**Objetivo da tarefa:** Por favor, reescreva o trecho do material que começa na linha com "Q: Please detect the metal" e vai até o final, trocando "metal siding" por "metal roof". Mantenha todo o resto sem alterações.

**Material do exercício:**

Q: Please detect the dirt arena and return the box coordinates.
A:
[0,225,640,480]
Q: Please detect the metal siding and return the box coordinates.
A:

**Resposta correta:**
Q: Please detect the metal roof and return the box coordinates.
A:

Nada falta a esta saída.